Excerpt to read:
- - - -

Fast Path Integration

Pattern: hello{e<=1}
              │
              ▼
    ┌─────────────────┐
    │ Has Fuzziness?  │
    └────────┬────────┘
             │
      ┌──────┴──────┐
      ▼             ▼
   Yes            No
     │             │
     ▼             ▼
   NFA/          DFA
   Bitap

Limitations

The DFA cannot handle:

  • Fuzzy matching
  • Lookahead/lookbehind
  • Backreferences
  • Capture groups (for position info)

For these, the NFA engine is used.

Optimization Techniques

State Minimization

Reduce number of states:

#![allow(unused)]
fn main() {
// Before: 100 states
// After minimization: 50 states
}

Lazy Evaluation

Build DFA states on-demand:

#![allow(unused)]
fn main() {
// Only build states that are actually traversed
}

Caching

Cache DFA for reuse:

#![allow(unused)]
fn main() {
// Reuse compiled DFA across searches
}

All-Matches Algorithms

The DFA supports multiple algorithms for finding all matches.

Three-Pass (Default)

The standard approach: find a match, advance, repeat.

- - - -

Objective A:
Using the DFA notes, decide whether each statement agrees with them, answering yes or no and quoting the words that settle it: (i) The DFA can handle backreferences. (ii) With lazy evaluation, DFA states are built only when needed. (iii) Three-pass is the default way to find all matches.

Pointing entries for labeled objects:
- - - -

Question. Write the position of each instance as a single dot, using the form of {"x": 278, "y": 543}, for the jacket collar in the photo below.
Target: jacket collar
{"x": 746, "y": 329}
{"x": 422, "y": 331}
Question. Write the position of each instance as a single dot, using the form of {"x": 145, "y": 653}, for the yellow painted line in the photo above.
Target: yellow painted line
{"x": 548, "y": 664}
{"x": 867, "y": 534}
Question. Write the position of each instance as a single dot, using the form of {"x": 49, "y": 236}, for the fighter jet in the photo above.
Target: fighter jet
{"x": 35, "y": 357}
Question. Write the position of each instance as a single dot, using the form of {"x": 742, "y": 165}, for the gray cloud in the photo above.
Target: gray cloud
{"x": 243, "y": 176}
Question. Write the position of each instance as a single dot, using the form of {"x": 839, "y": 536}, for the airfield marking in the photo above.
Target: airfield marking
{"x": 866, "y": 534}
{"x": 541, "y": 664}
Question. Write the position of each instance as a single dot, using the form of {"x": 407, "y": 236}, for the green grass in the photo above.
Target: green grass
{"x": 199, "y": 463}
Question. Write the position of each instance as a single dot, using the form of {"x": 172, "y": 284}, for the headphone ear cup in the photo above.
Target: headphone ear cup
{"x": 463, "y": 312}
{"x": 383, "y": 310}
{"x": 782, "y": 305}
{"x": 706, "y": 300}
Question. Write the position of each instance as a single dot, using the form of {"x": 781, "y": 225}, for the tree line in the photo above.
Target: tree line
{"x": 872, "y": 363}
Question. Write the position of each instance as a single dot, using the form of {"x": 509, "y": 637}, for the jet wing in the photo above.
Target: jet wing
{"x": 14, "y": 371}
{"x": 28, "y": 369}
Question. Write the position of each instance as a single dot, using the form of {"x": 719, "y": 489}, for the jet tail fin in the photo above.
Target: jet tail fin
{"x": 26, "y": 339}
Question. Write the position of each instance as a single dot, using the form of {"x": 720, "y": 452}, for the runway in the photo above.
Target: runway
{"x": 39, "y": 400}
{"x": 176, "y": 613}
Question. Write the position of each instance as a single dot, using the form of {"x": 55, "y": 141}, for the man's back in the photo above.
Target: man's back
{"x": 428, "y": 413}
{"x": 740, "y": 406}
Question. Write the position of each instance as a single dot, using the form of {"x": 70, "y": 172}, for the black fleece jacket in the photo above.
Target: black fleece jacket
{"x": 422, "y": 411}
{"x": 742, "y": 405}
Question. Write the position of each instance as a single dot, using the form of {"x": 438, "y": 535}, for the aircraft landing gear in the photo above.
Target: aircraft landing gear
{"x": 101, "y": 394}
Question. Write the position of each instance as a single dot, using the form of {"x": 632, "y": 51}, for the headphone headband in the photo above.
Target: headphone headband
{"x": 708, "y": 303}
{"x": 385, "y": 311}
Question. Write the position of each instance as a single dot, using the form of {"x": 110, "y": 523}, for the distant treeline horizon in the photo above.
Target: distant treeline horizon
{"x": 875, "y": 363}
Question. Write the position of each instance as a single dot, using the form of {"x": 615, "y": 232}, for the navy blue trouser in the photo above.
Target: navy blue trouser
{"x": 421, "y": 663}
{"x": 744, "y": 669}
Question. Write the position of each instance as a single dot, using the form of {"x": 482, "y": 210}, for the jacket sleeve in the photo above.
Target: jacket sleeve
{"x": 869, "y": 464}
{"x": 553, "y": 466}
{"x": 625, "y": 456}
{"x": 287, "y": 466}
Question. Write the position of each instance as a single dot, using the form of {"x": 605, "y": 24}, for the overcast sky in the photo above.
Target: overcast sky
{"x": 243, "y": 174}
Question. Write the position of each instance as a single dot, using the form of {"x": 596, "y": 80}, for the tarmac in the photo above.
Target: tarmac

- - - -

Objective B:
Identify every line in the rows that contains the string "treeline", and copy each one. Case counts.

Problem solution A:
(i) No: "The DFA cannot handle:" lists "Backreferences".
(ii) Yes: "Build DFA states on-demand".
(iii) Yes: "Three-Pass (Default)".

Problem solution B:
Question. Write the position of each instance as a single dot, using the form of {"x": 110, "y": 523}, for the distant treeline horizon in the photo above.
Target: distant treeline horizon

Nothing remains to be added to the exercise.